# Short task
Could you retype every one of the items below line for line, without changing a character, and leave out the pictures?

[START OF Provided material]

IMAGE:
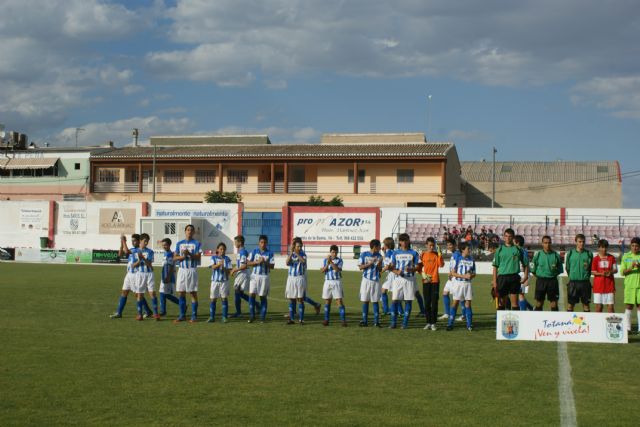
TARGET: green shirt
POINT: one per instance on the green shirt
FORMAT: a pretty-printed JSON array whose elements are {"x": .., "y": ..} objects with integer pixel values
[
  {"x": 546, "y": 264},
  {"x": 508, "y": 259},
  {"x": 631, "y": 280},
  {"x": 578, "y": 265}
]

[END OF Provided material]

# Exercise solution
IMAGE:
TARGET: green shirt
POINT: one per instance on the green shirt
FORMAT: a pretty-printed JSON array whose elements are {"x": .., "y": ..} objects with integer pixel values
[
  {"x": 546, "y": 264},
  {"x": 508, "y": 259},
  {"x": 631, "y": 280},
  {"x": 578, "y": 265}
]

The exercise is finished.